■ **Your task**
For each entry below, please return its exact wording and leave out any picture.

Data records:

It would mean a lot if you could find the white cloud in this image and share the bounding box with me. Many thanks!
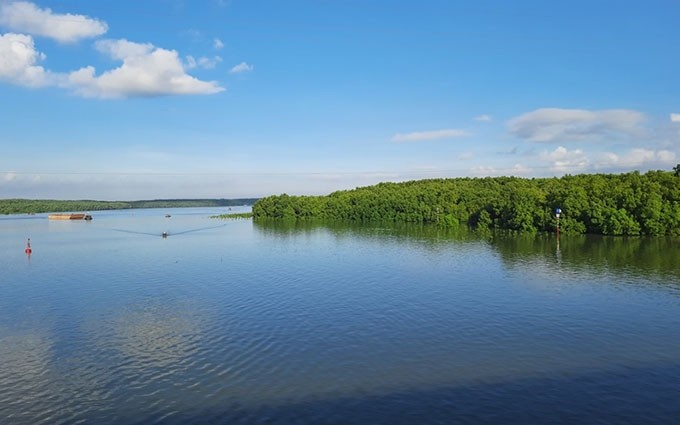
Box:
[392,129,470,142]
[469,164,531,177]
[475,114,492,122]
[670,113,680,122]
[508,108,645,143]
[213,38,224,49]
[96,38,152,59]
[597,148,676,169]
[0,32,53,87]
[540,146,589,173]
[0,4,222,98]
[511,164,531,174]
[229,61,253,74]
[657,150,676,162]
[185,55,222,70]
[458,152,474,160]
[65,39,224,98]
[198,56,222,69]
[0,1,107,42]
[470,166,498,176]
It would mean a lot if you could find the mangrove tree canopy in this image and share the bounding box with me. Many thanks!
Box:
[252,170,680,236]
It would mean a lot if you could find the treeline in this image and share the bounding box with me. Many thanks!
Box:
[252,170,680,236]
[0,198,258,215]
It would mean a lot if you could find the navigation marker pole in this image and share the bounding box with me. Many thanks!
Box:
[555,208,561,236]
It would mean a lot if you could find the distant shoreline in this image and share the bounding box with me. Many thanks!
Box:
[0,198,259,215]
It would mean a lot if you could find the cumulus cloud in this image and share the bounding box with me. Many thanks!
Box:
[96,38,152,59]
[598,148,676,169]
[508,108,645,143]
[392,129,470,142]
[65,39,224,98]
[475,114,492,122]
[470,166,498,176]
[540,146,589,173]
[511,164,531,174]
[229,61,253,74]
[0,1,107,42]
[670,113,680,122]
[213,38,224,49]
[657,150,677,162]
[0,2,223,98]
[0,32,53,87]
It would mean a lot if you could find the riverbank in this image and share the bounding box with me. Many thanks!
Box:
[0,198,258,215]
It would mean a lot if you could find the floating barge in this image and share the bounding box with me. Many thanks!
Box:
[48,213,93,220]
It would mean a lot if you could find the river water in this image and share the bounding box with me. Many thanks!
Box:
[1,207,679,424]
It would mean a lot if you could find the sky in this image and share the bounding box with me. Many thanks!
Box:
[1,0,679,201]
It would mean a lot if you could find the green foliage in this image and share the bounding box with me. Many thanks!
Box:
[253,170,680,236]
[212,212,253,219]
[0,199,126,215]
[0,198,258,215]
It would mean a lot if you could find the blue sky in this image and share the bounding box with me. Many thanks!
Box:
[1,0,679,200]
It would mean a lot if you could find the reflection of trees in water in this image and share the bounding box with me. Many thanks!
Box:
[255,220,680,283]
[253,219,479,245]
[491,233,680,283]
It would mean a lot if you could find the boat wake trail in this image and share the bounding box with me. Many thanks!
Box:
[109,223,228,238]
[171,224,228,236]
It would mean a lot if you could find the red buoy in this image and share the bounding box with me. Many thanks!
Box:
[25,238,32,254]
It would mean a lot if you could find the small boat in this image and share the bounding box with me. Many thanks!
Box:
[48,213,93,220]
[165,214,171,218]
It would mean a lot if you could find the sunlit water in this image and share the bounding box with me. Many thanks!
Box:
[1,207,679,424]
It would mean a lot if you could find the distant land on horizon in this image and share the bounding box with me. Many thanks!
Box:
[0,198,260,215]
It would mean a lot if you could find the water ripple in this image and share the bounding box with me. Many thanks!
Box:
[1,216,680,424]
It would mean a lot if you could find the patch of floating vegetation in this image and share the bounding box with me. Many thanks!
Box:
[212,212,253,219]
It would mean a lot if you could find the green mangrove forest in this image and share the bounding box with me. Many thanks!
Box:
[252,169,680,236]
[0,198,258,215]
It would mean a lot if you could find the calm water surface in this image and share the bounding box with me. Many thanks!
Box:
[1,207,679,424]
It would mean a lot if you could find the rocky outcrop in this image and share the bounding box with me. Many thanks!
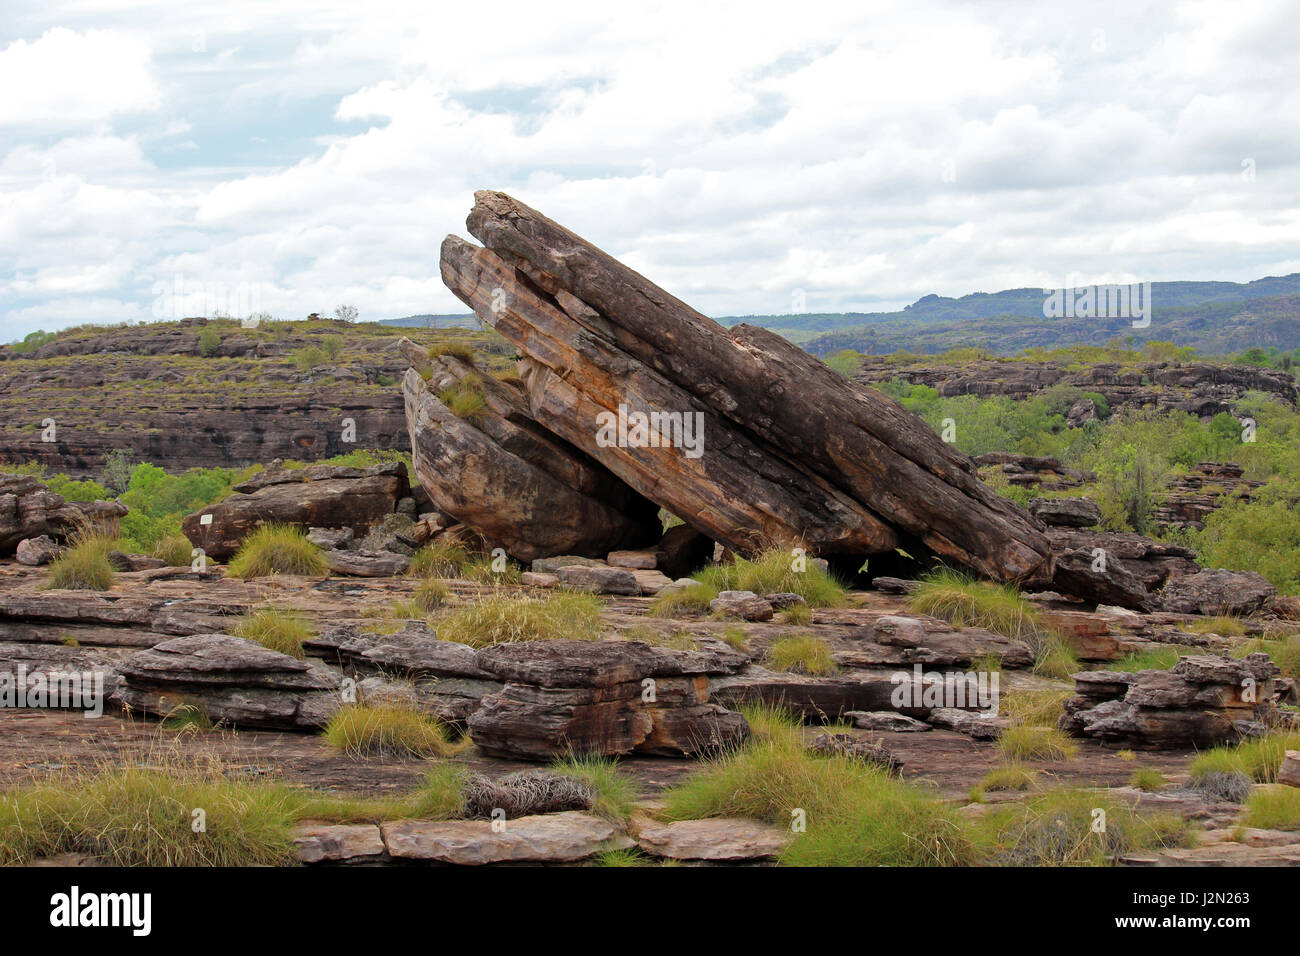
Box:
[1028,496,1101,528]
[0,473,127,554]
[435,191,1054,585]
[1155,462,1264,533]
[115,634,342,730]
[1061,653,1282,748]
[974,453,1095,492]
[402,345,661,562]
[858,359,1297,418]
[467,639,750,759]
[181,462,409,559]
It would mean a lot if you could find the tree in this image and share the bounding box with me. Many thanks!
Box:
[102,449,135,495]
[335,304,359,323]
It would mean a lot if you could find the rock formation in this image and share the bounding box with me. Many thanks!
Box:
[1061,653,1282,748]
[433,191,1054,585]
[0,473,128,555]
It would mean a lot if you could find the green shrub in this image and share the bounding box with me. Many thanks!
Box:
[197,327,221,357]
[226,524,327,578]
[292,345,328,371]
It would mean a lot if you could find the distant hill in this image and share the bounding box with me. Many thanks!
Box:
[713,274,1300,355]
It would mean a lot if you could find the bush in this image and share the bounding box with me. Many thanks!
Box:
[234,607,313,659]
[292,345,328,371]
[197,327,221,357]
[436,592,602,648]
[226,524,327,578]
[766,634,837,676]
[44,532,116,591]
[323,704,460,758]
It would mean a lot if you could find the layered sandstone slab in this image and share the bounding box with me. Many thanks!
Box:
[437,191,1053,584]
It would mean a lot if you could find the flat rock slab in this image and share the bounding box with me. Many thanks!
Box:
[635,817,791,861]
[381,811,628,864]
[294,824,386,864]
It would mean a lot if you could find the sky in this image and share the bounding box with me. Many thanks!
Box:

■ **Task output**
It would mean a lot if you could find the white cloud in this image and share the bounding box with me. Many thanks!
Box:
[392,129,470,142]
[469,164,531,177]
[475,114,492,122]
[670,113,680,122]
[508,108,645,143]
[213,38,224,49]
[96,38,152,59]
[597,148,676,169]
[0,32,53,87]
[540,146,589,173]
[0,4,222,98]
[511,164,531,174]
[229,61,253,74]
[657,150,676,162]
[185,55,222,70]
[458,152,474,160]
[65,39,224,98]
[198,56,222,69]
[0,1,107,42]
[470,166,498,176]
It would mean a lot if you could find the mangrove tree canopy in this image and share the bounding box with me. Many thanks!
Box:
[252,170,680,236]
It would mean a lot if you could find the treeline in this image and share the bounding box with me. Many thanks!
Box:
[252,170,680,236]
[0,198,258,215]
It would mean a lot if you could find the navigation marker pole in this image and share the bounding box with me. Many thanks!
Box:
[555,208,561,236]
It would mean a lot if you could find the distant shoreline in this image and share the bounding box with me. Many thanks!
Box:
[0,198,259,215]
It would mean a lot if you could find the cumulus cloud in this image and share the bounding box with me. Many thanks!
Box:
[96,38,152,59]
[598,148,676,169]
[508,108,645,143]
[392,129,470,142]
[65,39,224,98]
[475,114,492,122]
[470,166,498,176]
[540,146,589,173]
[511,164,531,174]
[229,61,253,74]
[0,1,107,42]
[670,113,680,122]
[213,38,224,49]
[657,150,677,162]
[0,2,223,98]
[0,32,53,87]
It would mean a lot if you could find the riverbank in this image and share the bounding box with me. Many thanks!
Box:
[0,198,258,215]
It would mean a lot if you could find the floating barge in this image and share the bounding box with me. Many thanks!
Box:
[48,213,93,220]
It would mean a lot if you could find the river water in this image and share the bounding box with me. Many thanks!
Box:
[1,207,679,424]
It would mean a lot if you could find the sky in this image and share the bounding box with me. Many thanks!
Box:
[1,0,679,201]
It would mean a lot if you could find the green foliage in this image and share the bounding box with me. Many thanks!
Box:
[253,170,680,236]
[212,212,253,219]
[0,199,126,215]
[0,198,258,215]
It would mean a lot if you could find the blue sky in this image and share the bounding box with me. Many thanks!
Box:
[1,0,679,200]
It would mean a lot if you could find the reflection of trees in water in this image and share the bounding box with me. Many thanks!
Box:
[255,220,680,283]
[253,219,479,245]
[491,233,680,283]
It would mean a lot if you could find the boat wake trail in this image and share the bounding box with me. Many thanks!
Box:
[109,223,228,238]
[171,224,228,236]
It would mean a lot if you could find the red buoy in this image and share the bounding box with me. Many thanks!
Box:
[25,238,32,254]
It would mean a lot if you could find the small boat in this image and share the bounding box with me. Many thanks!
Box:
[48,213,93,220]
[165,214,171,218]
It would mean a lot if you could find the sunlit water in this image and share the bounding box with me. Many thanks!
Box:
[1,207,679,424]
It would mean a lot if you could find the distant land on horizon in this image and share the bounding box with me. Many thanks!
Box:
[0,198,260,215]
It would mean a lot if you could find the water ripple in this image and share the bounding box with me. Many thanks!
Box:
[1,216,680,424]
It would mean a lot if you could find the patch of floating vegetation in this image and share the bounding box with me. Many thanks!
Box:
[212,212,253,219]
It would mean a lot if you could find the green mangrove forest in this image and share the bounding box with me. Many thanks!
Box:
[252,169,680,236]
[0,198,258,215]
It would mean a lot if you could find the calm water surface in this image and share the bounding box with me. Many thanks!
Box:
[1,207,679,424]
It would mean a lot if you could find the rocky outcrop in this image and share the bounding box with me. Many thanks!
Box:
[1028,496,1101,528]
[0,473,127,554]
[435,191,1054,585]
[1155,462,1264,533]
[115,634,342,730]
[1061,653,1282,748]
[974,453,1095,492]
[402,345,661,562]
[858,359,1297,418]
[467,639,750,759]
[181,462,409,559]
It would mean a lot if you could find the tree in this image and share the bounding box with me. Many thanks!
Box:
[102,449,135,495]
[335,304,359,323]
It would mean a lot if you could find the rock formation in this image and share the bounding box with me. Many thanks!
Box:
[1061,653,1282,748]
[433,191,1054,585]
[0,473,128,555]
It would mean a lot if you could find the green shrub in this image and share the bounding box with me. Many thanks!
Box:
[197,327,221,357]
[226,524,327,578]
[292,345,328,371]
It would mean a lot if you could find the distant hill in this image and share the bounding box with me. Many thanks!
Box:
[713,274,1300,355]
It would mean a lot if you could find the bush in this image and share the bounding box with me. Many thanks!
Box:
[234,607,313,659]
[292,345,328,371]
[197,327,221,357]
[436,592,602,648]
[226,524,327,578]
[766,634,837,676]
[44,532,116,591]
[323,704,460,758]
It would mean a lot if you could find the layered sandstone slab in this image and share the bounding box with me. Many thanks!
Box:
[437,191,1053,584]
It would mean a lot if you could find the flat rock slab in this image and share the bounding box with me. Many thanks!
Box:
[635,817,791,861]
[381,811,628,864]
[294,824,386,864]
It would mean a lot if you could find the sky in this image and share the bounding box with me. Many thanks!
Box:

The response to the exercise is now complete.